• **Object location annotation data**
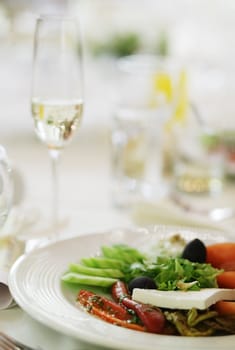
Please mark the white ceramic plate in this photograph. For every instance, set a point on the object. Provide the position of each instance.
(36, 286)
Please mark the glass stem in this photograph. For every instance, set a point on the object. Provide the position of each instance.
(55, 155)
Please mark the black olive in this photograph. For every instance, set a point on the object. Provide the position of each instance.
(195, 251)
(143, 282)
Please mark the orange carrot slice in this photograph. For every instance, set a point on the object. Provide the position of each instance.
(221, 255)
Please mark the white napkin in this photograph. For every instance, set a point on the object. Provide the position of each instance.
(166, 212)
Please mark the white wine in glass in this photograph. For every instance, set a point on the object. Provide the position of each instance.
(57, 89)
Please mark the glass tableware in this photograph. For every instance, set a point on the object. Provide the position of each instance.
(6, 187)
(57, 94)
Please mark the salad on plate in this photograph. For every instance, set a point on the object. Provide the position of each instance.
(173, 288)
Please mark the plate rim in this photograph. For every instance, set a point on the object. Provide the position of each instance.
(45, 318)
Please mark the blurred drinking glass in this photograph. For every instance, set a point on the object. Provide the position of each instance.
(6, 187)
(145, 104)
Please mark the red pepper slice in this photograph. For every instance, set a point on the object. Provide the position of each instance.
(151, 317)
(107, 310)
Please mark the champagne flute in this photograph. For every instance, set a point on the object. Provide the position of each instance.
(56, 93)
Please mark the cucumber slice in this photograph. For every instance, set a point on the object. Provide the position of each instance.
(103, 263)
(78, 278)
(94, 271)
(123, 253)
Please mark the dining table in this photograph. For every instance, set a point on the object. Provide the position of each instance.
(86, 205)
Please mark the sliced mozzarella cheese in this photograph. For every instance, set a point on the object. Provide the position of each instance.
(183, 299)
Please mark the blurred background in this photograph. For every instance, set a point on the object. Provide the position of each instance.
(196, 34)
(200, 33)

• **Task prompt**
From the line containing "Please mark the glass tableware" to the last line of the material, please quote every line exactly and only those.

• **Answer to the task**
Please mark the glass tableware in this photograph. For every instance, set a point on the object. Provide the position of each instance.
(6, 187)
(57, 94)
Please mark the salad on plate in this photograph. For every instance, set a point on the object. Provide the position of each instance.
(173, 288)
Please mark the plate rim in this photograph. For every instance, set a point on the object. Provide the position of each instance.
(45, 318)
Please mark the blurred drinking glass in this photograph. For every instance, set a point on the object. Provide the position of each instance.
(6, 187)
(145, 104)
Please mark the red pepper slice in this photograph. For every instance, set a point on the object. Provide the position of each instance.
(151, 317)
(107, 310)
Please mark the champagne flute in this photograph. For every instance, set a point on the object. Provide the position of each instance.
(56, 93)
Please mark the cucumber slice in this photograph. For every instance, set a point on the object. Provide the position of each instance.
(103, 263)
(78, 278)
(94, 271)
(123, 253)
Please mark the dining table in this photograph. For every instance, set a point on the object. Provide the position of each instance.
(86, 205)
Please mark the sliced mozzarella cheese in this photograph. For every instance, set a point on the object. Provide the position of each instance.
(183, 299)
Please mark the blurred background in this photograph. For every instance, set a point on the object. Provide the position of each instance.
(196, 34)
(200, 33)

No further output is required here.